[Stored items from a collection]
+++
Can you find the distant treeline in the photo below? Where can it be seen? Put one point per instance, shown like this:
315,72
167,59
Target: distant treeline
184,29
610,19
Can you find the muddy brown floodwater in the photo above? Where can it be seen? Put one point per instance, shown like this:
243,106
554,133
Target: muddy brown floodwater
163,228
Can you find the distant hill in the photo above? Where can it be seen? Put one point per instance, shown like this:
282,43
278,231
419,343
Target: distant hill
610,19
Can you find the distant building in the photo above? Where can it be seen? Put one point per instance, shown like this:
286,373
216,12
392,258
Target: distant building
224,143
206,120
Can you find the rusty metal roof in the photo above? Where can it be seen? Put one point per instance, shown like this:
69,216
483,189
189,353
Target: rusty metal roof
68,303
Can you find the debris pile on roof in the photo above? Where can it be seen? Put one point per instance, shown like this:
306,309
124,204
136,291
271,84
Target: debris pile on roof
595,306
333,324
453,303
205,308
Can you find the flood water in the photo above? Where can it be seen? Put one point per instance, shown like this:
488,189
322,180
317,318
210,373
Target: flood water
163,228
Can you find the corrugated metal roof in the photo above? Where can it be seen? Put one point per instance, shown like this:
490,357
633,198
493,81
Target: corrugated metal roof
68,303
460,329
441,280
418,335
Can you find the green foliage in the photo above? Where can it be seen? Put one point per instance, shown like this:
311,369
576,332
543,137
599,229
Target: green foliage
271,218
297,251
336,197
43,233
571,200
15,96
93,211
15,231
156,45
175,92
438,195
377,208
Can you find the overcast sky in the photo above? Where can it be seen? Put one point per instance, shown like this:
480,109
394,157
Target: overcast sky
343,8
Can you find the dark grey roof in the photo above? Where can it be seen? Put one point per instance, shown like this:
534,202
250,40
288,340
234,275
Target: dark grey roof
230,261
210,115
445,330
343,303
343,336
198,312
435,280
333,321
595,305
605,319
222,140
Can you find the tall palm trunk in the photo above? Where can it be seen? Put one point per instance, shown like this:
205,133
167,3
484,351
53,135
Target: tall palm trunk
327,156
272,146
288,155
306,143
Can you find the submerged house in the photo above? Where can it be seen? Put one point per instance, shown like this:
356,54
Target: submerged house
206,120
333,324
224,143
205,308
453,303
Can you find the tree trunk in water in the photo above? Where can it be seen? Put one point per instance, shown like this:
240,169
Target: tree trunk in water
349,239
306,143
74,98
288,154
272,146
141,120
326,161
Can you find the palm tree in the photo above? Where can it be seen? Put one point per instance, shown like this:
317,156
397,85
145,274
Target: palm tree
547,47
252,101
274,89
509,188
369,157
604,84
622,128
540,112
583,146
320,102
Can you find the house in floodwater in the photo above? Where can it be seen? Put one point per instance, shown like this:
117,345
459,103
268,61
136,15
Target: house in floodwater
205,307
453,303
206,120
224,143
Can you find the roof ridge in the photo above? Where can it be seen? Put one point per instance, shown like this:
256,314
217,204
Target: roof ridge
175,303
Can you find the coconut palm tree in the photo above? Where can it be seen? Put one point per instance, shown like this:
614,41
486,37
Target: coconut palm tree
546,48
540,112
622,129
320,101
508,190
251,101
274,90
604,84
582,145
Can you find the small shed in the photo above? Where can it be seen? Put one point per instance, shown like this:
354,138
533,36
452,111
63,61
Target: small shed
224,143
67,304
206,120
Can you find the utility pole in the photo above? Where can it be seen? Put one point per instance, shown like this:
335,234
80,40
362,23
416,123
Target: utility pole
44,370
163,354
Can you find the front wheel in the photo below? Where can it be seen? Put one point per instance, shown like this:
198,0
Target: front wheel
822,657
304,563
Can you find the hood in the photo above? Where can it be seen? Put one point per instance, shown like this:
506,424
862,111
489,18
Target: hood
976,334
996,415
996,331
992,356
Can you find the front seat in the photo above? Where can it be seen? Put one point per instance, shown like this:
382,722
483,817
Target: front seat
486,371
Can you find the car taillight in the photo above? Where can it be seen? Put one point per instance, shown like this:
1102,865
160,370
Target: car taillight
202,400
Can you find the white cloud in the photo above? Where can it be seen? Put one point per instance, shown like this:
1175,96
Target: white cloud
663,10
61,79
+++
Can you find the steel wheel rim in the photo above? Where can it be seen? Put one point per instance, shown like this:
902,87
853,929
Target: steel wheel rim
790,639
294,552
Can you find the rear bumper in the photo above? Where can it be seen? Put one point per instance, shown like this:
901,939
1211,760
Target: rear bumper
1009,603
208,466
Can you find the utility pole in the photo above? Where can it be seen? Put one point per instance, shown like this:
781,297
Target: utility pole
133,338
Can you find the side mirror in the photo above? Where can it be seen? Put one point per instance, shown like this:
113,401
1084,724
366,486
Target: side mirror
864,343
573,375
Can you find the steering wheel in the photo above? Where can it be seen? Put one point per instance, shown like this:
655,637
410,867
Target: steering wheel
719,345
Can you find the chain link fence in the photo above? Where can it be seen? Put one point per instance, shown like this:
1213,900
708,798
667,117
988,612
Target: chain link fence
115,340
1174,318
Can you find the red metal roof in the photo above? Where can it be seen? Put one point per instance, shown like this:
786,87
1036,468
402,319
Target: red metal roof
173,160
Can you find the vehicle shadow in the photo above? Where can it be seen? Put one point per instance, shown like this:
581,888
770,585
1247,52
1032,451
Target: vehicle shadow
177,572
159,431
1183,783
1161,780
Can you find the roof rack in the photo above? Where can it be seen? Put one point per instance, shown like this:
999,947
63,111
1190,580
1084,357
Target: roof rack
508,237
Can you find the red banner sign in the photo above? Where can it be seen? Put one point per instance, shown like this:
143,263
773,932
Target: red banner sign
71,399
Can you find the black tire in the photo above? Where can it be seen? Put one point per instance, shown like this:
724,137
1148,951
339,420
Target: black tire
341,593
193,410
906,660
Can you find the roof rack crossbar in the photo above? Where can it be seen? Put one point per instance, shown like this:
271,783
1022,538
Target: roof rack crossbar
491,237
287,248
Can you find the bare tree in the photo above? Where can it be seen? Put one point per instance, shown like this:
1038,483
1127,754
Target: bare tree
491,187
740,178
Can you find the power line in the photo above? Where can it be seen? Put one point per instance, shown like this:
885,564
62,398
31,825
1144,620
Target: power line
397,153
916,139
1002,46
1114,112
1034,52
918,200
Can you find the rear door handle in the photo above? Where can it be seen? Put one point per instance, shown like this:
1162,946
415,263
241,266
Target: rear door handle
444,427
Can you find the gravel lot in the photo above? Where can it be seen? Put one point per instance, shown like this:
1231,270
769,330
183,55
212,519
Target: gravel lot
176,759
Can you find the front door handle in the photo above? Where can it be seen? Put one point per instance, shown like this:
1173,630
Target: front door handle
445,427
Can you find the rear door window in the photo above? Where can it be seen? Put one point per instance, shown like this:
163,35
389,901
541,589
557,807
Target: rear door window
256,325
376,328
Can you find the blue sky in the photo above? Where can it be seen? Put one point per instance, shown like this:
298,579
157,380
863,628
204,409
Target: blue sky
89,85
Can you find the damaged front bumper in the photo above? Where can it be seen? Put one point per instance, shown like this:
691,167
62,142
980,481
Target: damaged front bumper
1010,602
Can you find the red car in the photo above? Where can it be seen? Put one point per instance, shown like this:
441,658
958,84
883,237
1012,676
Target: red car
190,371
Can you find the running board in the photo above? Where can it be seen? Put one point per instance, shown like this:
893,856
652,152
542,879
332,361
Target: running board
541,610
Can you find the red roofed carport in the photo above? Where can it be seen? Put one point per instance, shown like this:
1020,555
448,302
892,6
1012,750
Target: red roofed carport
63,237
+++
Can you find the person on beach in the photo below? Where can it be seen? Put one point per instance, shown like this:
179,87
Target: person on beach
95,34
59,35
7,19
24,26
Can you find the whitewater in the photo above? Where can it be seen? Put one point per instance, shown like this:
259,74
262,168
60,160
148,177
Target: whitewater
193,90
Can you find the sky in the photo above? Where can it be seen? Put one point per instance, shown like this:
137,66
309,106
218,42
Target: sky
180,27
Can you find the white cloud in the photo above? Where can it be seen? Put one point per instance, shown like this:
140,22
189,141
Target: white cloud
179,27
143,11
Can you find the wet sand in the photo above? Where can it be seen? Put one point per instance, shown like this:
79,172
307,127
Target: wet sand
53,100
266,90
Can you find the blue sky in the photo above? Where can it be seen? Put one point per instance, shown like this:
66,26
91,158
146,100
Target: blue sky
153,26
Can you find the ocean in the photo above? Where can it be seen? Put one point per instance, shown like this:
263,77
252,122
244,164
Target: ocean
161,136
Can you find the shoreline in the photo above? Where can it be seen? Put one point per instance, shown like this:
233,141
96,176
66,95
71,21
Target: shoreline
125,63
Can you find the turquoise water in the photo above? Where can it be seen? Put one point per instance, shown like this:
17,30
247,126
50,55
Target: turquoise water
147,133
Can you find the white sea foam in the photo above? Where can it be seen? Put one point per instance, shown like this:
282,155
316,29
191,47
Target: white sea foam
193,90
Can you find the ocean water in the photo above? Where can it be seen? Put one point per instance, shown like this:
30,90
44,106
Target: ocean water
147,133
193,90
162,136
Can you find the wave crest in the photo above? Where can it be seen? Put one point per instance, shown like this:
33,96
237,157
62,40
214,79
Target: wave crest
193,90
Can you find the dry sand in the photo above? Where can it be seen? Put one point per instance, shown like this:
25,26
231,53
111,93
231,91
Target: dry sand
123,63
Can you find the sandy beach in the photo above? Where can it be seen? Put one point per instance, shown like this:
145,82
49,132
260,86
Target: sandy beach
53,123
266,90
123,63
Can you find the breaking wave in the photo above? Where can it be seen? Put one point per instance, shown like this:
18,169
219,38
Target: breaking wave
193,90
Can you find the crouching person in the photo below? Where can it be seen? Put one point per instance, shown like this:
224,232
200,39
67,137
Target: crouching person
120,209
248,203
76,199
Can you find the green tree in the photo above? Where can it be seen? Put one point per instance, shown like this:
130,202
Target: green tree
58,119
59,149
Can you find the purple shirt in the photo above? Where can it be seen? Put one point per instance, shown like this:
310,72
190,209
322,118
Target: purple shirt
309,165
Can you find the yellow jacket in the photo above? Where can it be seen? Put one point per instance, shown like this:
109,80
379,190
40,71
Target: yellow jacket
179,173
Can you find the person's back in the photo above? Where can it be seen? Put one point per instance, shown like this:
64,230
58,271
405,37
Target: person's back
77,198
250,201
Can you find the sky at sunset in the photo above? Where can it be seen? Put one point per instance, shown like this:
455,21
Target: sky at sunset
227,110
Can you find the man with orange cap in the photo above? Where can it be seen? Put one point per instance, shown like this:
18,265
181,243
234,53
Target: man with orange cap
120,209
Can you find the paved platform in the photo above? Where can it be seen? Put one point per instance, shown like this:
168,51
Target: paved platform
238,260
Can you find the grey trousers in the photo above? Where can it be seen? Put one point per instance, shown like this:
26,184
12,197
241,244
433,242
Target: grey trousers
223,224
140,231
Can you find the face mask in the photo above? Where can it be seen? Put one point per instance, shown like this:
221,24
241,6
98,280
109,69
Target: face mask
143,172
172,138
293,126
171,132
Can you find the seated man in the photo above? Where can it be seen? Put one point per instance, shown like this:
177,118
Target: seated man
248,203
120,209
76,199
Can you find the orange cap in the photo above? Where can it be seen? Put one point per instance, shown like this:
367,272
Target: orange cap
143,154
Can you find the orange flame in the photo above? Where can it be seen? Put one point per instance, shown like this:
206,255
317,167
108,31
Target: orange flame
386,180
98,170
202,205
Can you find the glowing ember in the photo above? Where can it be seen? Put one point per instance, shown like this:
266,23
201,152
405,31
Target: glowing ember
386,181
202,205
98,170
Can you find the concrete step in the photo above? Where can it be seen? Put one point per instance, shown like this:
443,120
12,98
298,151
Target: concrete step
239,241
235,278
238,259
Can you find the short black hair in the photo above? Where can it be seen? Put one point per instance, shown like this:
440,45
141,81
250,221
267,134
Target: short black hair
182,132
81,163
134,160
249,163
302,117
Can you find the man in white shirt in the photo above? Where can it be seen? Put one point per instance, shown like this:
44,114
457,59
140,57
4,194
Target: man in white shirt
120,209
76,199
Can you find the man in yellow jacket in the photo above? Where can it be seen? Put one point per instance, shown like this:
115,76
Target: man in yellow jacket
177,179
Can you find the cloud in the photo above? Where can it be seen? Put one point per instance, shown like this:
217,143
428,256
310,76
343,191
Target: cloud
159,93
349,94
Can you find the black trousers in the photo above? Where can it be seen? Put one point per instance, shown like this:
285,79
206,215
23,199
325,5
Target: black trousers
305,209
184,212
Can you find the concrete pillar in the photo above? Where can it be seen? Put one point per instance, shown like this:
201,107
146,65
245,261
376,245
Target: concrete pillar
+++
• _INSTRUCTIONS FOR THE TASK_
Filter the records above down to the lines containing "pillar".

• _TASK RESPONSE_
Can you find the concrete pillar in the photo above? Where can it be seen? Put one point per instance, shown like this:
Target: concrete pillar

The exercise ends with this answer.